## Task directions:
Whenever a line below includes the string "blue", show it.

## Data listing:
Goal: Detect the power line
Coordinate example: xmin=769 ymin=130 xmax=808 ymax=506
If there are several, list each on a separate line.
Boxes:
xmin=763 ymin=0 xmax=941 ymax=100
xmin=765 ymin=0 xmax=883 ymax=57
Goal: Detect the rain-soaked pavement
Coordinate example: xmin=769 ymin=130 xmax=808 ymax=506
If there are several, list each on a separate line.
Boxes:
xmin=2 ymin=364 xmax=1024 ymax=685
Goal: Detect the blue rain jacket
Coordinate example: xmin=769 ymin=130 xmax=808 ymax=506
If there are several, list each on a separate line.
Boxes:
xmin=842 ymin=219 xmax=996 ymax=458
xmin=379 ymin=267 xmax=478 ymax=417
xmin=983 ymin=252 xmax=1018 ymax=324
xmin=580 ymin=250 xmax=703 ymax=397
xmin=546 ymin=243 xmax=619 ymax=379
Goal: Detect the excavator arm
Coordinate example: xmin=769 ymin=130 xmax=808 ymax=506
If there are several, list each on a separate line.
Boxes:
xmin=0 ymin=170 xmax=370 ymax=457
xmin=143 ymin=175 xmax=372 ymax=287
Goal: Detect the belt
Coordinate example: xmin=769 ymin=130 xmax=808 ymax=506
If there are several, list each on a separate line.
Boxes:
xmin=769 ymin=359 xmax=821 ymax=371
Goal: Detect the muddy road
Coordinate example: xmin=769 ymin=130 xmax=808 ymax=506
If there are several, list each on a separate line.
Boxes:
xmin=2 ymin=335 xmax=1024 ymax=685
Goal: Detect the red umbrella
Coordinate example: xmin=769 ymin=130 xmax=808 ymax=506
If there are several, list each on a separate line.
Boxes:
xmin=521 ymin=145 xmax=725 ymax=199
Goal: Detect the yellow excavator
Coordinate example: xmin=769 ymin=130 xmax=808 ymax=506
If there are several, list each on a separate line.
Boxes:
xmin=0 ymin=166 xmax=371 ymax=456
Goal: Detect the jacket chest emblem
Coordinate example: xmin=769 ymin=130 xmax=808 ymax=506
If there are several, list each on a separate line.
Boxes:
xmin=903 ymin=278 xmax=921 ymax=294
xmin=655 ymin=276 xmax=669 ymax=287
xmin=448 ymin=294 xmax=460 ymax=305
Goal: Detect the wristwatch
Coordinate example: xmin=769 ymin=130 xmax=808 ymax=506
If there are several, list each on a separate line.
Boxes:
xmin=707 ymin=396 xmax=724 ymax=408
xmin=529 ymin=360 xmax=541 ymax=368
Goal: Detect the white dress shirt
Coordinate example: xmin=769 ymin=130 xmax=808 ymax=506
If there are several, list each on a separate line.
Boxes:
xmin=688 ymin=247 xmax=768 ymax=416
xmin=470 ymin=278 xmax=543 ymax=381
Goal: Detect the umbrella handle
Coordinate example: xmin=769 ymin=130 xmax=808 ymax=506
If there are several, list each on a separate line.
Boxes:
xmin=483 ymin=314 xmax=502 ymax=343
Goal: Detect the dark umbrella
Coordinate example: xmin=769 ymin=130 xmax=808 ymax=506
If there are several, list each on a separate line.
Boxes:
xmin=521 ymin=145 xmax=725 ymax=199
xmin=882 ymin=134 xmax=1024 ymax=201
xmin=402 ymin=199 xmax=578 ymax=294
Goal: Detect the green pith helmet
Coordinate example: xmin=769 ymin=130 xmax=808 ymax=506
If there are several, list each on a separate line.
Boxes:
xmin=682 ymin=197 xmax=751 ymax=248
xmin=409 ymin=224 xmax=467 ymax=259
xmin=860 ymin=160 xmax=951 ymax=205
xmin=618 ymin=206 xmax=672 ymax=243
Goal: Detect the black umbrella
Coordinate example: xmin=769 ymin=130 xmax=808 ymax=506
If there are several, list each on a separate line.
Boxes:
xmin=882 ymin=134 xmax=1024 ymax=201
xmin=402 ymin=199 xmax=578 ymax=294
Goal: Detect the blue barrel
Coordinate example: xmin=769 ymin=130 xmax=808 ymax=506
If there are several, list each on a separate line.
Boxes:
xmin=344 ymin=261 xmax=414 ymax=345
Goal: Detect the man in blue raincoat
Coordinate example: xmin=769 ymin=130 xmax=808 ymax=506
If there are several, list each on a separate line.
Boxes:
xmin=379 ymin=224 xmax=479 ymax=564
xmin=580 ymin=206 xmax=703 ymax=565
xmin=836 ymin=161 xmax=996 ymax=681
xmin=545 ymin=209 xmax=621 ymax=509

## Your response:
Goal: Detect the blue rain jacket
Goal: Detect the blue barrel
Goal: Detect the man in blue raincoat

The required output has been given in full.